- [DATA]:
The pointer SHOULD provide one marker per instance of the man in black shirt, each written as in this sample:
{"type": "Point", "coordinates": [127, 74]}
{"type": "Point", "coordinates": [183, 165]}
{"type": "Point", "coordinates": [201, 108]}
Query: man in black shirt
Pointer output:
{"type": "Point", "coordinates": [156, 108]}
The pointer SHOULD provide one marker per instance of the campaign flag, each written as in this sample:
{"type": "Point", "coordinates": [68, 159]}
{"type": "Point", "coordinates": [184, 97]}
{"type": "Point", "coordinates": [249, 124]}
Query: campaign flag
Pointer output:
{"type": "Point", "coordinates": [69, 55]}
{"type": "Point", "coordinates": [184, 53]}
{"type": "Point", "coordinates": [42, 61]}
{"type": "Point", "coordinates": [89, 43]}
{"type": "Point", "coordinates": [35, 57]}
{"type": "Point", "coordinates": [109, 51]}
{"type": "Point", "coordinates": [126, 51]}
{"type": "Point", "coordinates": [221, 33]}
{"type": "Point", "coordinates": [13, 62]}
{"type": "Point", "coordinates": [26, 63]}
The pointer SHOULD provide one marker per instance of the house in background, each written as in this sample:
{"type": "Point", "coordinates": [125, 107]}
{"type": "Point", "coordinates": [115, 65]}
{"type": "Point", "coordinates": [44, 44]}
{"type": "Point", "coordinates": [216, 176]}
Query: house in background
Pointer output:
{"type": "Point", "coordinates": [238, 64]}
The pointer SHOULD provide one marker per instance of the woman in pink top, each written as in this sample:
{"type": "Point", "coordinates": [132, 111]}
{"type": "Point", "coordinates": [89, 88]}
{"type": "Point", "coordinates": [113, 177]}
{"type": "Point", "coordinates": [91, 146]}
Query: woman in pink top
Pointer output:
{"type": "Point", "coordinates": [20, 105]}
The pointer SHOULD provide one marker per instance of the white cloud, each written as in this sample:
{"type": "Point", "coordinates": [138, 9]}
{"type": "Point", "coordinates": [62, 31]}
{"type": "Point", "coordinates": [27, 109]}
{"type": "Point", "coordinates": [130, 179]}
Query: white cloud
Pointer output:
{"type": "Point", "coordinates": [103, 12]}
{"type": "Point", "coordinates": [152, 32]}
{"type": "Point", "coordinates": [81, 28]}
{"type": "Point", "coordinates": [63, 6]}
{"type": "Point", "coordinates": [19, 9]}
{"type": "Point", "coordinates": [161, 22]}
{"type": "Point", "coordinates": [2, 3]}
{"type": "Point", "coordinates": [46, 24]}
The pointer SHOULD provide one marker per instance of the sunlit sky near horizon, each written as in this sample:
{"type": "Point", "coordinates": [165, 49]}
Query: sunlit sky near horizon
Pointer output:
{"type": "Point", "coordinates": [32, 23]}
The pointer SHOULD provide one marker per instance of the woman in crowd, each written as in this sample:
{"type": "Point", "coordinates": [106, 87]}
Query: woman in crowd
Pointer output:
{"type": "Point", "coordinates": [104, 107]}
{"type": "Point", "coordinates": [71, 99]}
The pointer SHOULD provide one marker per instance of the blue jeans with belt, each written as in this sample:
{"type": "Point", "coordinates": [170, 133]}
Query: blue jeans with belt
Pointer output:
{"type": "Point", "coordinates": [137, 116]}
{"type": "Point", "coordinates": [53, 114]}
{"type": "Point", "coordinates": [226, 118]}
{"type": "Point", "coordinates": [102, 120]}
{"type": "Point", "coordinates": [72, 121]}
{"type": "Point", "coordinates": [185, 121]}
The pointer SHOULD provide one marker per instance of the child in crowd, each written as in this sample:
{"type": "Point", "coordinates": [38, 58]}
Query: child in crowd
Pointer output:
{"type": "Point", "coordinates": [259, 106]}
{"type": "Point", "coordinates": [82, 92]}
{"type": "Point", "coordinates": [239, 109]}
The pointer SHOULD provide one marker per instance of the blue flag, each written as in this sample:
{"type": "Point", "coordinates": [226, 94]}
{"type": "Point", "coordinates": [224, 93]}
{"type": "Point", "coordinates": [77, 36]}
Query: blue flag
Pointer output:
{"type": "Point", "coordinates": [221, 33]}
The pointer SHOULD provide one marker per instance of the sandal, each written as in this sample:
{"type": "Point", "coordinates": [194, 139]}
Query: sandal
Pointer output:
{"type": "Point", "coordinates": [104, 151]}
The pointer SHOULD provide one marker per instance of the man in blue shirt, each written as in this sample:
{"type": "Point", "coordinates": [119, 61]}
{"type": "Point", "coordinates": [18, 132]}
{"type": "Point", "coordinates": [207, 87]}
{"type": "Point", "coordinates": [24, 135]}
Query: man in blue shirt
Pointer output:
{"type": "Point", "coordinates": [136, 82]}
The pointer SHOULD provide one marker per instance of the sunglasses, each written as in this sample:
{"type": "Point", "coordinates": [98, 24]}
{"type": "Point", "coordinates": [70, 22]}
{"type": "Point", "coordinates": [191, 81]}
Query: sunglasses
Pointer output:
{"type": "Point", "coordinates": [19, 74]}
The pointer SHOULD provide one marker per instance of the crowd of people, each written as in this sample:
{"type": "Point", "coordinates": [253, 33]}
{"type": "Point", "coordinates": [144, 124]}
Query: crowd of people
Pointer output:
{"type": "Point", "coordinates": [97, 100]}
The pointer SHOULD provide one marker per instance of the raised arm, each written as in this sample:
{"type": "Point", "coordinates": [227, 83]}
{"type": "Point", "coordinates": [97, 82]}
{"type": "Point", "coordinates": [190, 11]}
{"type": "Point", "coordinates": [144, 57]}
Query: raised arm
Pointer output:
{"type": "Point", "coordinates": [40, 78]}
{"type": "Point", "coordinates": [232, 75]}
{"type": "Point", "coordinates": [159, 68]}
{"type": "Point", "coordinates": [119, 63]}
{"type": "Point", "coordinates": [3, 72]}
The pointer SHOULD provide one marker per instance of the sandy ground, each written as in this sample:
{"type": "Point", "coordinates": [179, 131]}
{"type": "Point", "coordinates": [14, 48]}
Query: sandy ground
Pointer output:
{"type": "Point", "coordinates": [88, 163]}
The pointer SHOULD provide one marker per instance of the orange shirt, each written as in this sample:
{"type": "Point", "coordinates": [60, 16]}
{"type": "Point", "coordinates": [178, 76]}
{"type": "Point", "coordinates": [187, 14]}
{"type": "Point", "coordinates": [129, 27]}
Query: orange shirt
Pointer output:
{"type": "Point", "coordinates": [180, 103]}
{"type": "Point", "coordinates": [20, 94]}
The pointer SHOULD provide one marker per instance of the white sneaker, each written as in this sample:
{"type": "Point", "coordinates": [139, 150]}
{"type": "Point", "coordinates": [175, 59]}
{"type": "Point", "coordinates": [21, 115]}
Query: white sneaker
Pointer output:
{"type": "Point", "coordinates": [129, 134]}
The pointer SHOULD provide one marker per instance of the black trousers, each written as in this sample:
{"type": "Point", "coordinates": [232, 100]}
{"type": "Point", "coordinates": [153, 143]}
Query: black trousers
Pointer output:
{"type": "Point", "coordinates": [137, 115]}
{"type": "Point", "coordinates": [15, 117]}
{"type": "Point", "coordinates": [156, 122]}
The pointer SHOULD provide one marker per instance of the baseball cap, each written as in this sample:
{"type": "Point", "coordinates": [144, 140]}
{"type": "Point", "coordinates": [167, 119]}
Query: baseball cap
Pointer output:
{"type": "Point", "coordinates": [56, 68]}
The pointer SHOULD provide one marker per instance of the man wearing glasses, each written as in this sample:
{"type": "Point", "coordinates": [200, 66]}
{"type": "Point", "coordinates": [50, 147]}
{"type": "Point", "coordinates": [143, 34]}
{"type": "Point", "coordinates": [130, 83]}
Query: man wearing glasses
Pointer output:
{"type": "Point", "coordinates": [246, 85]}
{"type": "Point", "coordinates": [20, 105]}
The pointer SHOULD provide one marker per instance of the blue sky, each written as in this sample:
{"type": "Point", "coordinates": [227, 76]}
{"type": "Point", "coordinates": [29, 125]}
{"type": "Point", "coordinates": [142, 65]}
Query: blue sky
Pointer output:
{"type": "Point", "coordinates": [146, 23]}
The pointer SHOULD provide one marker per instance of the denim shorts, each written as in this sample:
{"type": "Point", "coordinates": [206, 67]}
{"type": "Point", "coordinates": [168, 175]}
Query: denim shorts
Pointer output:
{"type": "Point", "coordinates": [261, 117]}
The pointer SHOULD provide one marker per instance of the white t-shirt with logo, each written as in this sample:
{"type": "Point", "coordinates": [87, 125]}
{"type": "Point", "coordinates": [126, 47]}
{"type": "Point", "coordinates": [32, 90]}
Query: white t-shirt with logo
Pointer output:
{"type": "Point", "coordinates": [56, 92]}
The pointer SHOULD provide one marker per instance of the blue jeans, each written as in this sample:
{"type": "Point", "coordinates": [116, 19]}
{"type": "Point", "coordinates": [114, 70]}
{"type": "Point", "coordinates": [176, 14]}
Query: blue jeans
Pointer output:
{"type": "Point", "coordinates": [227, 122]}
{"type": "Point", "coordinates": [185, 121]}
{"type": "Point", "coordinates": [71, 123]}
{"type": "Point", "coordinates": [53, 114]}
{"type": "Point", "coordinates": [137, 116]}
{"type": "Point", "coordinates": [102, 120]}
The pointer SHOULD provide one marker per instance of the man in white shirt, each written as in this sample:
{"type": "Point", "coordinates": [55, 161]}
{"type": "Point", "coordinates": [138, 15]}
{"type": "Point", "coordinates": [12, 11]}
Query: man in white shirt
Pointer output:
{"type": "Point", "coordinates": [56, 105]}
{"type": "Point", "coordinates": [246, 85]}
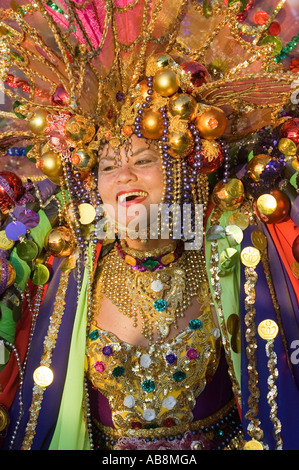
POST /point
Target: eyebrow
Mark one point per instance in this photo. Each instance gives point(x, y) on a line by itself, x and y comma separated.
point(136, 153)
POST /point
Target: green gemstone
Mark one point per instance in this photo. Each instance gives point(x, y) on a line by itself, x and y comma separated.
point(148, 386)
point(40, 274)
point(160, 305)
point(150, 263)
point(27, 250)
point(93, 335)
point(275, 41)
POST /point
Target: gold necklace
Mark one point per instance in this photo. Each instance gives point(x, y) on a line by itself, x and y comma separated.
point(160, 297)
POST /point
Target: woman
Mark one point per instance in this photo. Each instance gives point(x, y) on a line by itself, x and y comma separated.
point(149, 340)
point(140, 360)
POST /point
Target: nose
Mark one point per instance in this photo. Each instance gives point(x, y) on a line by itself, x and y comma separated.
point(126, 174)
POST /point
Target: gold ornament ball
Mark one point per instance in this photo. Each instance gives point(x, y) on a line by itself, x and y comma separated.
point(180, 144)
point(79, 130)
point(84, 159)
point(230, 195)
point(50, 164)
point(152, 124)
point(211, 123)
point(158, 62)
point(60, 242)
point(38, 122)
point(166, 83)
point(182, 105)
point(257, 165)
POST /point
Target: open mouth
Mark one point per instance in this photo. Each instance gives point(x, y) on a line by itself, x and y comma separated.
point(132, 197)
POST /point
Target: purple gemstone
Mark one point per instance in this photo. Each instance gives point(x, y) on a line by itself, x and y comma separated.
point(99, 366)
point(171, 358)
point(119, 96)
point(14, 230)
point(107, 351)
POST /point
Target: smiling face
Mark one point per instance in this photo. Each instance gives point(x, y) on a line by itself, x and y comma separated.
point(137, 181)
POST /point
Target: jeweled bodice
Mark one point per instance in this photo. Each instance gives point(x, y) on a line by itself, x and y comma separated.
point(155, 386)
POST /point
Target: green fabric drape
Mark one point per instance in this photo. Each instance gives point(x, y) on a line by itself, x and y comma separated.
point(230, 286)
point(71, 430)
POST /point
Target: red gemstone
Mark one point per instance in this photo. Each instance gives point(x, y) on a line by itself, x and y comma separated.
point(260, 17)
point(169, 422)
point(290, 130)
point(199, 74)
point(60, 96)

- [TASK REQUIREMENTS]:
Output the data exactly, from the first line through the line that holds "Query: campaign flag", so that no later line appears.

- [TASK ANSWER]:
The pointer SHOULD provide one marker per instance of the man in black shirt, each written as in this sample:
{"type": "Point", "coordinates": [127, 74]}
{"type": "Point", "coordinates": [183, 165]}
{"type": "Point", "coordinates": [201, 108]}
Query: man in black shirt
Pointer output:
{"type": "Point", "coordinates": [156, 108]}
The pointer SHOULD provide one marker per instance of the campaign flag, each written as in this sample:
{"type": "Point", "coordinates": [68, 159]}
{"type": "Point", "coordinates": [184, 97]}
{"type": "Point", "coordinates": [249, 124]}
Query: campaign flag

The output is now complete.